→ **Daftar Tugas**
- a) Salin kembali dengan tepat bagian teks tentang stigma terhadap korban kekerasan seksual yang dibuka oleh kata-kata yang memuat "Masyarakat Indonesia masih" dan ditutup dengan "menjadi korban kekerasan seksual.".
- b) Sebutkan semua kata atau frasa yang diletakkan di antara tanda kutip dalam teks tentang stigma terhadap korban kekerasan seksual.
- c) Lanjutkan teks tentang stigma terhadap korban kekerasan seksual dengan bagian berikutnya, dimulai setelah kalimat terakhirnya.

→ **Teks Latihan**
----------
Masyarakat Indonesia masih memberi stigma buruk para korban kekerasan seksual ini, meskipun tidak semuanya begitu. Salah satu stigma di masyarakat terhadap korban kekerasan seksual adalah “wanita nakal atau wanita malam” yang menggunakan pakaian minim sehingga mengundang hasrat seksual orang lain. Selain itu, adanya stigma bahwa kekerasan seksual adalah aib yang harus dipendam dan tidak seharusnya diceritakan ke orang lain. Kedua stigma tersebut paling sering digunakan untuk “melabeli”para korban kekerasan seksual. Dari stigma-stigma tersebut, justru akhirnya korban kekerasan seksual yang dikucilkan dari masyarakat karena dianggap memalukan dan menjadi aib masyarakat. Keluarga korban kekerasan seksual juga mendapatkan dampaknya yakni dilabeli sebagai keluarga yang “gagal” atau bahkan keluarga “nakal” karena salah satu anggota keluarga mereka menjadi korban kekerasan seksual.
----------
→ **Data**
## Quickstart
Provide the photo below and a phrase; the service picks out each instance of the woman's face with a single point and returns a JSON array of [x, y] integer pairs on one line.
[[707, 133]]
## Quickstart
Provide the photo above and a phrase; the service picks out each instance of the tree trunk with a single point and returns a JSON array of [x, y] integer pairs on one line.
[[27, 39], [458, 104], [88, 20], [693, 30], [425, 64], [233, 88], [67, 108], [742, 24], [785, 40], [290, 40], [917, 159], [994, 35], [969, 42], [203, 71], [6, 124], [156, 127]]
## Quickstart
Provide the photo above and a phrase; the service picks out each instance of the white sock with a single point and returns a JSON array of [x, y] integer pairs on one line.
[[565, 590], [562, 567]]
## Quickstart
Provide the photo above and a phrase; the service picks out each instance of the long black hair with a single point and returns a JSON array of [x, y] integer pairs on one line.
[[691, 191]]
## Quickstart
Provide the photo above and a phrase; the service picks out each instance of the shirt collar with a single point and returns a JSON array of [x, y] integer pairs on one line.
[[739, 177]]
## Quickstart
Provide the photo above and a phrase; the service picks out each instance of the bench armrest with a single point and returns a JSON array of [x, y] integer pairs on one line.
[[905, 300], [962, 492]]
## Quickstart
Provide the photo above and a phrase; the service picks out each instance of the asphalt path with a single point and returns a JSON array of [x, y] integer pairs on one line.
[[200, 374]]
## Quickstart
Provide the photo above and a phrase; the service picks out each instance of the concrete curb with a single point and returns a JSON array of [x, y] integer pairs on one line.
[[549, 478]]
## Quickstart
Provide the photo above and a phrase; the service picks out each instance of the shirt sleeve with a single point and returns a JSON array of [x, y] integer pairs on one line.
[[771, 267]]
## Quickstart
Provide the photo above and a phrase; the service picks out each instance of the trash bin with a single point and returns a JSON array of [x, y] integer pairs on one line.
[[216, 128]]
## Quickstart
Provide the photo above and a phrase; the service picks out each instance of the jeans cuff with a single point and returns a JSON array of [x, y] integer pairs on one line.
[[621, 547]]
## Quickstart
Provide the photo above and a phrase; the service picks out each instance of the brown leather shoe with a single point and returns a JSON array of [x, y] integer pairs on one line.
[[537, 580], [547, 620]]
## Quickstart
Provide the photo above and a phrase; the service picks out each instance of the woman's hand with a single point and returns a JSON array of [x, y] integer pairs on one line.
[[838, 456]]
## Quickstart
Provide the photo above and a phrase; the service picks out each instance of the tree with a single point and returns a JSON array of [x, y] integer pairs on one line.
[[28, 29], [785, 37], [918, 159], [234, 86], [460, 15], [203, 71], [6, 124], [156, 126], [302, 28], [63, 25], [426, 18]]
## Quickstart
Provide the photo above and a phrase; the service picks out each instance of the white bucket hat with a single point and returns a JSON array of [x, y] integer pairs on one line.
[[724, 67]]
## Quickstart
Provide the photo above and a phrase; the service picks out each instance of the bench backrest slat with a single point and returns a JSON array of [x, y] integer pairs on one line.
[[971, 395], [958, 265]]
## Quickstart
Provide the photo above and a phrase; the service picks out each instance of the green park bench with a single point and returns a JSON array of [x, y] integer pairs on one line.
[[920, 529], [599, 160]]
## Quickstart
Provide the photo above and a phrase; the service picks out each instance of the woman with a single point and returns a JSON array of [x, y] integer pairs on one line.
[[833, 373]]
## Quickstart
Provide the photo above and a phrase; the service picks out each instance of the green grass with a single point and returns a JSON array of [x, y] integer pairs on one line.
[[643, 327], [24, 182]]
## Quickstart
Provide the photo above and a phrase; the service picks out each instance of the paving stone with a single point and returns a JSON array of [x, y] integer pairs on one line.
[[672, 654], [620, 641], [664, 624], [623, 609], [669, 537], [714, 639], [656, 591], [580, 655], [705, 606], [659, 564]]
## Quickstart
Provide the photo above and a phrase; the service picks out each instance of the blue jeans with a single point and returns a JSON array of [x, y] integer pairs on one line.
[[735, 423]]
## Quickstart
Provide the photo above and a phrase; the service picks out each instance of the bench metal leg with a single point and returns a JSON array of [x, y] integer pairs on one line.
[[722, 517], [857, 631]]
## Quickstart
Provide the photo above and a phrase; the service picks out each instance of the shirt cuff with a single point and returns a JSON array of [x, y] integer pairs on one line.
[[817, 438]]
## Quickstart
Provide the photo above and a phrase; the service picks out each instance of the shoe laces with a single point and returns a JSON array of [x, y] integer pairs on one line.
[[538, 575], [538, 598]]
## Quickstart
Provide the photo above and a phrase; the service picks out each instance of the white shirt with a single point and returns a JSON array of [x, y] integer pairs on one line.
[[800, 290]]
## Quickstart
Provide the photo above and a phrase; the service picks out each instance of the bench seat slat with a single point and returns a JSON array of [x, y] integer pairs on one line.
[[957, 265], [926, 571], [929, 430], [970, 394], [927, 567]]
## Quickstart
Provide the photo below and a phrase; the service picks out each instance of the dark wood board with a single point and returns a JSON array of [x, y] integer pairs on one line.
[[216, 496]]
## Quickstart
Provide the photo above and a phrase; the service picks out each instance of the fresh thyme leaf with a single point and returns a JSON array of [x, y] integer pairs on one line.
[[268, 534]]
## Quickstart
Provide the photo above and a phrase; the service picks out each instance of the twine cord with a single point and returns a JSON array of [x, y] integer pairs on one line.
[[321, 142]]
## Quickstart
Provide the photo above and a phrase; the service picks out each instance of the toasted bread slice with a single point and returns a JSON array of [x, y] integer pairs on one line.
----------
→ **Jawaban Berurutan**
- a)
Masyarakat Indonesia masih memberi stigma buruk para korban kekerasan seksual ini, meskipun tidak semuanya begitu. Salah satu stigma di masyarakat terhadap korban kekerasan seksual adalah “wanita nakal atau wanita malam” yang menggunakan pakaian minim sehingga mengundang hasrat seksual orang lain. Selain itu, adanya stigma bahwa kekerasan seksual adalah aib yang harus dipendam dan tidak seharusnya diceritakan ke orang lain. Kedua stigma tersebut paling sering digunakan untuk “melabeli”para korban kekerasan seksual. Dari stigma-stigma tersebut, justru akhirnya korban kekerasan seksual yang dikucilkan dari masyarakat karena dianggap memalukan dan menjadi aib masyarakat. Keluarga korban kekerasan seksual juga mendapatkan dampaknya yakni dilabeli sebagai keluarga yang “gagal” atau bahkan keluarga “nakal” karena salah satu anggota keluarga mereka menjadi korban kekerasan seksual.

- b) wanita nakal atau wanita malam; melabeli; gagal; nakal

- c)
Kekekerasan seksual di masyarakat dianggap ke dalam ranah pribadi atau privasi terlebih lagi kekerasan seksual yang dilakukan di dalam keluarga atau dalam rumah tangga, sehingga banyak dari korban kekerasan seksual tidak mau melaporkan kasus kekerasan seksual yang terjadi kepada pihak berwenang. Dalam banyak kasus, bahkan korban tidak mau menceritakan apa yang mereka alami ke orang-orang terdekat mereka. Korban akan lebih cenderung memendam dan mengurung diri karena mereka malu dengan beredarnya stigma bahwa mereka tidak bisa menjaga kehormatannya.
Stigma buruk dari masyarakat ini menjadi “tembok penghalang” untuk para korban berani berbicara dan melaporkan apa yang mereka alami kepada pihak berwenang. Efek domino karena tidak banyak yang berani melaporkan kekerasan seksual, maka akan timbul kasus-kasus kekerasan sekual lagi dan lagi. Para “monster seksual” merasa dirinya aman karena adanya perlindungan dari “stigma buruk masyarakat”.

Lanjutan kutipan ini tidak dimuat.